◆ Assignment ◆
Check every line of the entries below for "table", and copy the lines that have it.

※

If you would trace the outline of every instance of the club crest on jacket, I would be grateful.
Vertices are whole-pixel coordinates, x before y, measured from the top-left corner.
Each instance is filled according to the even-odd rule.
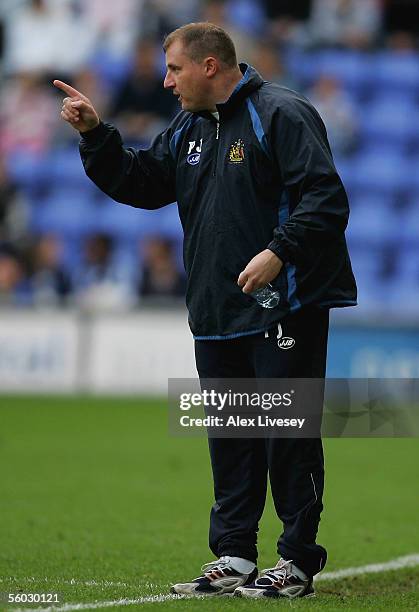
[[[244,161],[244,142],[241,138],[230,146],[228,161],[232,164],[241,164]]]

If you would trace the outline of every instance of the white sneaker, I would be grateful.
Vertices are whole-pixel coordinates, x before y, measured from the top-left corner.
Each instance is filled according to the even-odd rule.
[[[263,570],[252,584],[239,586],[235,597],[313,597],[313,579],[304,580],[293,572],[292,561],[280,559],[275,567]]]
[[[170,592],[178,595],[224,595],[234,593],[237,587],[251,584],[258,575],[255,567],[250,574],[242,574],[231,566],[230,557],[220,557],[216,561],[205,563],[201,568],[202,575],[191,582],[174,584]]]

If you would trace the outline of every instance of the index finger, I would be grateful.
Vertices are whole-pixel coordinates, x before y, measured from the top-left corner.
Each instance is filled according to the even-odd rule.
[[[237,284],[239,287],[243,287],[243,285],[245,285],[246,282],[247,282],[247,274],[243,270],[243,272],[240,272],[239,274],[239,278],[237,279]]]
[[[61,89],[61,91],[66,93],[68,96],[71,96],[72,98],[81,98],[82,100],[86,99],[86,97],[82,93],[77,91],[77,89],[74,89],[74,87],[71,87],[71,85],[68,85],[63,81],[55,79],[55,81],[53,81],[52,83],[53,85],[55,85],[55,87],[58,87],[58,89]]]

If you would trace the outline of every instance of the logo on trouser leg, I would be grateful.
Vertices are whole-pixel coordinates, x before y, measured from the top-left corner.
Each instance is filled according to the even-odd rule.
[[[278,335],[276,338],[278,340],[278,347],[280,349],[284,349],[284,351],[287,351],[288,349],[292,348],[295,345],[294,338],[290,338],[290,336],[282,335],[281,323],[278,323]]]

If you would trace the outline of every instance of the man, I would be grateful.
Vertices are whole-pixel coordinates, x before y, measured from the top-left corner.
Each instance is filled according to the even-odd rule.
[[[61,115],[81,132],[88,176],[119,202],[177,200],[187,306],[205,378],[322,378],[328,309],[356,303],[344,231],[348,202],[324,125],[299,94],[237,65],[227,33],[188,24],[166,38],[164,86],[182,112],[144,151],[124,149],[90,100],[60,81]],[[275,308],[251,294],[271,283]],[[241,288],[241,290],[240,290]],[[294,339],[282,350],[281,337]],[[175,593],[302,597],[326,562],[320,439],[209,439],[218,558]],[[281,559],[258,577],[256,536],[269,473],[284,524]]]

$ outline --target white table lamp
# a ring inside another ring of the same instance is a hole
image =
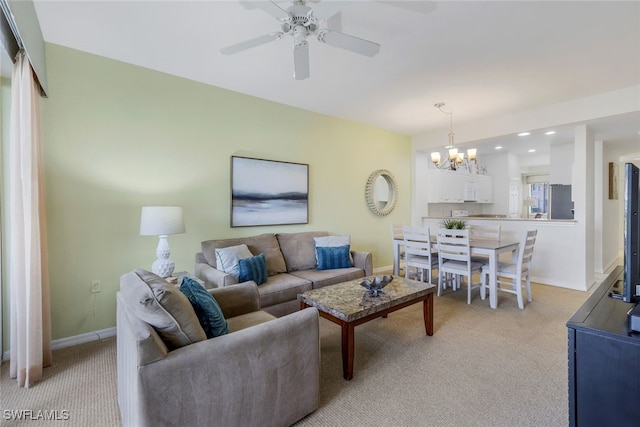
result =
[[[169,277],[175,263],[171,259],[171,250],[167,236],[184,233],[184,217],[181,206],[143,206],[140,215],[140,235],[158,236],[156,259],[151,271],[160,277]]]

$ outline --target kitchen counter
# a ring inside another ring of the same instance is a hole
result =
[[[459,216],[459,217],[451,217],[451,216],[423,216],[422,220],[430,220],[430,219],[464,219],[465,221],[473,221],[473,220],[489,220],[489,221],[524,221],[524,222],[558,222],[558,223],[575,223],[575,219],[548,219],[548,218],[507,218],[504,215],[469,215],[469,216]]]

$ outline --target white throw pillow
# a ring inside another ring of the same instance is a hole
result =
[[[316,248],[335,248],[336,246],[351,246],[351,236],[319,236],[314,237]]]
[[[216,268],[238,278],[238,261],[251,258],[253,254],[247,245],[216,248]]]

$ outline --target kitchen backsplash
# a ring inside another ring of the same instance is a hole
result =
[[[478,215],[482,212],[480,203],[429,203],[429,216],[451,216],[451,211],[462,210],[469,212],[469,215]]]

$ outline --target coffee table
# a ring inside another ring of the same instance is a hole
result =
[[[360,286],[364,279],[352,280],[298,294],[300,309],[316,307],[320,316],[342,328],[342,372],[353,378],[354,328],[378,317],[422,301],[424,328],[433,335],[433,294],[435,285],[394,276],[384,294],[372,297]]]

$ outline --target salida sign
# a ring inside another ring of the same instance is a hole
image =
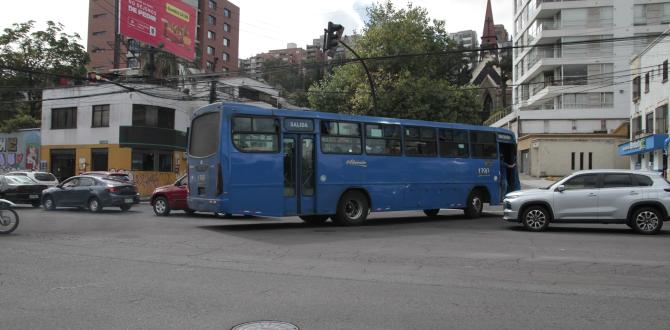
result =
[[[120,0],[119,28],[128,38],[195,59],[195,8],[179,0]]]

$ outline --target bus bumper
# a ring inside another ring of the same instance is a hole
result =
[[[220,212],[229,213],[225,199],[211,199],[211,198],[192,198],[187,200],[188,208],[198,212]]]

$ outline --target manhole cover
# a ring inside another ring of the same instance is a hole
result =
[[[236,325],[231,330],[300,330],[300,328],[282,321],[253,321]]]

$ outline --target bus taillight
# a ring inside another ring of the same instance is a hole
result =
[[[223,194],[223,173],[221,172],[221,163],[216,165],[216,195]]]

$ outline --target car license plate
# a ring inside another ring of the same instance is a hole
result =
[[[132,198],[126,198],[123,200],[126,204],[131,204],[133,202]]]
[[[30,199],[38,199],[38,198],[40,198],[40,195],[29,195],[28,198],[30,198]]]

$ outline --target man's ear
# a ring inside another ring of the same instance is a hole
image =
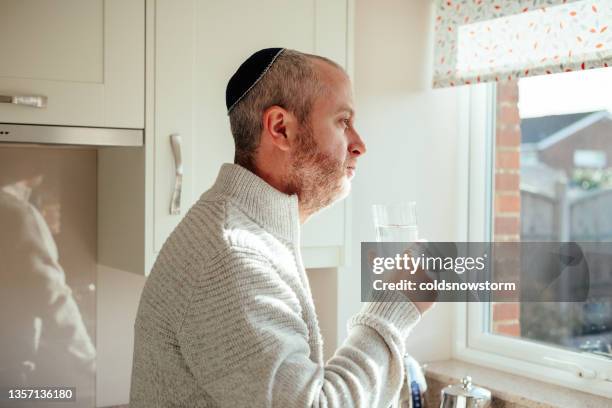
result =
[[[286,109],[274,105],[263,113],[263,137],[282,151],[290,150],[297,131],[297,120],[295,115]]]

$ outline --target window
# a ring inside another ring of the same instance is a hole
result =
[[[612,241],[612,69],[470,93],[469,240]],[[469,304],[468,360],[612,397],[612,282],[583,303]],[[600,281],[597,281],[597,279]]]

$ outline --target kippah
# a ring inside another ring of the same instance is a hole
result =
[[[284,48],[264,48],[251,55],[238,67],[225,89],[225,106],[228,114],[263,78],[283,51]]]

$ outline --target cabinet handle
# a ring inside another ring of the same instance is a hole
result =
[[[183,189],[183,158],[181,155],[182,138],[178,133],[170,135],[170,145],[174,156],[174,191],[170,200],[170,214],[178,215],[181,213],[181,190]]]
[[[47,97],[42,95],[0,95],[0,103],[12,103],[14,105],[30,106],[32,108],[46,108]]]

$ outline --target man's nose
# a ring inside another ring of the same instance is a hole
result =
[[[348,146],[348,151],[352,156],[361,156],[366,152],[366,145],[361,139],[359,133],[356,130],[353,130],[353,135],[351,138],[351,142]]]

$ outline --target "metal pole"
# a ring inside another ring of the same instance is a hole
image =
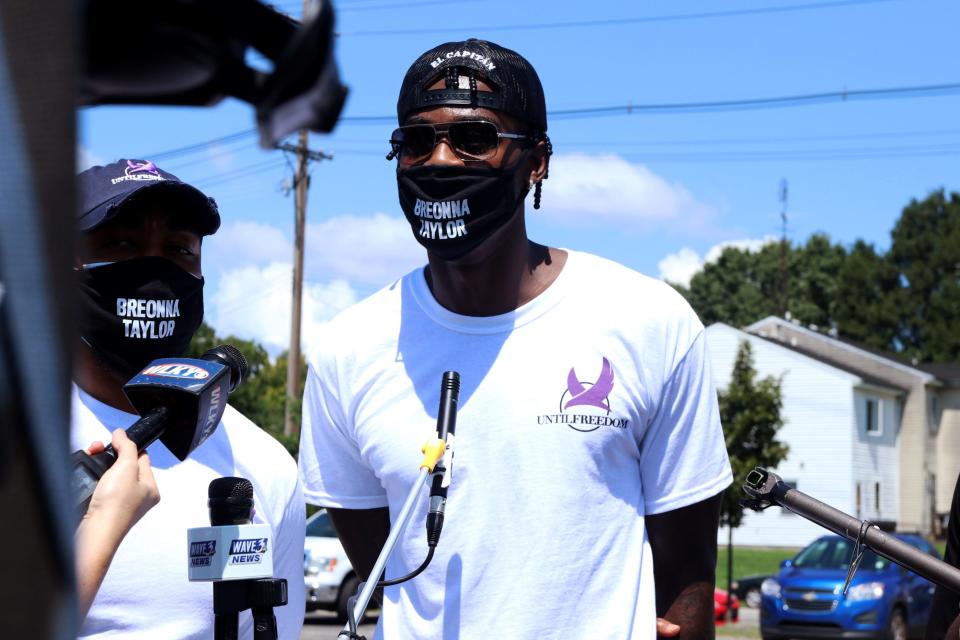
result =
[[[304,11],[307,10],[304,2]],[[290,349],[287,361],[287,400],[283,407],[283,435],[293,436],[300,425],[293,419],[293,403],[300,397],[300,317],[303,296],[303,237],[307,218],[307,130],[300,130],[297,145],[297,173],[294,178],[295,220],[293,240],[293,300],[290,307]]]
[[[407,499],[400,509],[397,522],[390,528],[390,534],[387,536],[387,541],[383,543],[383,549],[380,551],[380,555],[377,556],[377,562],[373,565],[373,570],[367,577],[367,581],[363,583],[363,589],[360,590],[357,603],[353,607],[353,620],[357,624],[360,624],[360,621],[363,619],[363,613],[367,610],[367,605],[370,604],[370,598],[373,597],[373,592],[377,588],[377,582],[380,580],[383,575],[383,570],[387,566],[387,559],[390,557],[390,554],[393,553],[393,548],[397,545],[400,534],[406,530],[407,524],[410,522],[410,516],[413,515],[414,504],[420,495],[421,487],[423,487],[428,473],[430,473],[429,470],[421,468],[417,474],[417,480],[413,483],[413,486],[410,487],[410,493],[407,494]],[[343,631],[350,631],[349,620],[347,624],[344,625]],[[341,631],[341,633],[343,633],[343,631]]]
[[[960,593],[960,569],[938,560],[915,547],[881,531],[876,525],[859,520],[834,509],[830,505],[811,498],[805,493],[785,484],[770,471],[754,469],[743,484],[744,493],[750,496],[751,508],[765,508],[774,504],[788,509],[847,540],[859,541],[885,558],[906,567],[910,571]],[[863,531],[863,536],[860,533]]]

※

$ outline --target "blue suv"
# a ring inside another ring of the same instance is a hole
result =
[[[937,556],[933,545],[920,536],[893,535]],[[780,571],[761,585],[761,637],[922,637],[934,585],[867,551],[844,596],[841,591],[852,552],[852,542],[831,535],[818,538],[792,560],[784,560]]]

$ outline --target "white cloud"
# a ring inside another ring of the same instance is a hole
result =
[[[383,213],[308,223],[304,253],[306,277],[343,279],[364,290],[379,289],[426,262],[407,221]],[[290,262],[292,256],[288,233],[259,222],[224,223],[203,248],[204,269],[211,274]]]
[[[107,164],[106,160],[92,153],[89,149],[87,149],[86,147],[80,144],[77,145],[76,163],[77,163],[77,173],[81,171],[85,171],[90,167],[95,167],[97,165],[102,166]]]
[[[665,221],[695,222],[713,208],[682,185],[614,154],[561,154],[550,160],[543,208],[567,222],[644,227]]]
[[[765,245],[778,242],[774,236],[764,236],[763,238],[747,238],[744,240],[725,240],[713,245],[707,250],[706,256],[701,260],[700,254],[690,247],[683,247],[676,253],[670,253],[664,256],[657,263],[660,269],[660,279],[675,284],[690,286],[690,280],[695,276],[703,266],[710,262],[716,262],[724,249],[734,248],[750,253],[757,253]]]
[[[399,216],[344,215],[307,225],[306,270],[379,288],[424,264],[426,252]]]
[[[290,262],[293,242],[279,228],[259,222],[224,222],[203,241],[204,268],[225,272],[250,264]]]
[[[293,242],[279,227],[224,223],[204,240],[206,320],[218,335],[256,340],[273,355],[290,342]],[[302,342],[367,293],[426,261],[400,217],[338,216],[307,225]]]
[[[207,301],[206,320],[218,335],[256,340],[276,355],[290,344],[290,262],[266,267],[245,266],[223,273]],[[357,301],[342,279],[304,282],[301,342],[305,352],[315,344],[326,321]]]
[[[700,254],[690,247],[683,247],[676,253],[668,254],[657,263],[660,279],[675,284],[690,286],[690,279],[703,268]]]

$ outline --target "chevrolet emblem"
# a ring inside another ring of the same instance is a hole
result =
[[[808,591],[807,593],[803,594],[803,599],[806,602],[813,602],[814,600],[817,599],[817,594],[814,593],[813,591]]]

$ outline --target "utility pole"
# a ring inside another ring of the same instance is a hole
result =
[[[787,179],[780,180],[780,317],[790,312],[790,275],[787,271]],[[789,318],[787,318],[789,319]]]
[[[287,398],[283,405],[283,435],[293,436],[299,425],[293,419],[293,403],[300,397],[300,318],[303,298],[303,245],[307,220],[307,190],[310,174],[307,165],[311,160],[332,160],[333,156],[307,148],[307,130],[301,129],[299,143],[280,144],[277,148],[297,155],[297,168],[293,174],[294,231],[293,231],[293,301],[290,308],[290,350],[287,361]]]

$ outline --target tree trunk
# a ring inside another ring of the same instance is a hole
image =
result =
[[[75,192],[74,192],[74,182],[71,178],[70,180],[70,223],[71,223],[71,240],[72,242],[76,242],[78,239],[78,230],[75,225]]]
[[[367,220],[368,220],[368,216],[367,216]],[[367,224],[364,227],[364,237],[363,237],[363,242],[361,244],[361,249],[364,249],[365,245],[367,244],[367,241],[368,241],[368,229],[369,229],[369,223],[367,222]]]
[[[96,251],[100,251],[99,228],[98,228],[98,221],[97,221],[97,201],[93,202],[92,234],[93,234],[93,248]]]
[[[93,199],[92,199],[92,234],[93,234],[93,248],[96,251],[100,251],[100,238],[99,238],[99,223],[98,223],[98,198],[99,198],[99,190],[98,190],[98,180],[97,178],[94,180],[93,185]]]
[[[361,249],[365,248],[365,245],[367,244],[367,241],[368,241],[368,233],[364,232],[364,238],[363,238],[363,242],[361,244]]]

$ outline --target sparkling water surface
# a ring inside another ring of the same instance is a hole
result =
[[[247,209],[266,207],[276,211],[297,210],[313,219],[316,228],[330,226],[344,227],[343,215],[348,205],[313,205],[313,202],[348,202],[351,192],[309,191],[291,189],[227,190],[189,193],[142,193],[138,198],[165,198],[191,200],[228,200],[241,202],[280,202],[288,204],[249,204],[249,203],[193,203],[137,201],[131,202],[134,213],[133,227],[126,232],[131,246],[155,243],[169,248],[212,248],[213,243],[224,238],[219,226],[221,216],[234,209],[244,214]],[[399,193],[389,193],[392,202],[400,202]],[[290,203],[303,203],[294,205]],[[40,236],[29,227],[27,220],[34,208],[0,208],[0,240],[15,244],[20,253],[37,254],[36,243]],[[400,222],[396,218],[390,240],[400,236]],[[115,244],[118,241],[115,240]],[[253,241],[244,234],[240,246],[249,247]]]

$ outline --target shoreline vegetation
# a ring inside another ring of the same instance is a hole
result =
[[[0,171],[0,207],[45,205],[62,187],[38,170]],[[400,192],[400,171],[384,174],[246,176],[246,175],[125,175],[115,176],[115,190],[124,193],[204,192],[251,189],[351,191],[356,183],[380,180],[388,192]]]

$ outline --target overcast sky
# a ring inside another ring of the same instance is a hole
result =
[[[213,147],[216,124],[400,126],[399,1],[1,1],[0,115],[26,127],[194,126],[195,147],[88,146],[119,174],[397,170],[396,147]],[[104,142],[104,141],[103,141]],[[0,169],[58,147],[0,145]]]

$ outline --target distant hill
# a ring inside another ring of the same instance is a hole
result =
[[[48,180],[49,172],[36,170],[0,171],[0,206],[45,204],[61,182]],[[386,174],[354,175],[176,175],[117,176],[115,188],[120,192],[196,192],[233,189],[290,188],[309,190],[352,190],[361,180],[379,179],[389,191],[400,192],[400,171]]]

※

◆ Response box ◆
$ outline --target white table lamp
$ outline --target coffee table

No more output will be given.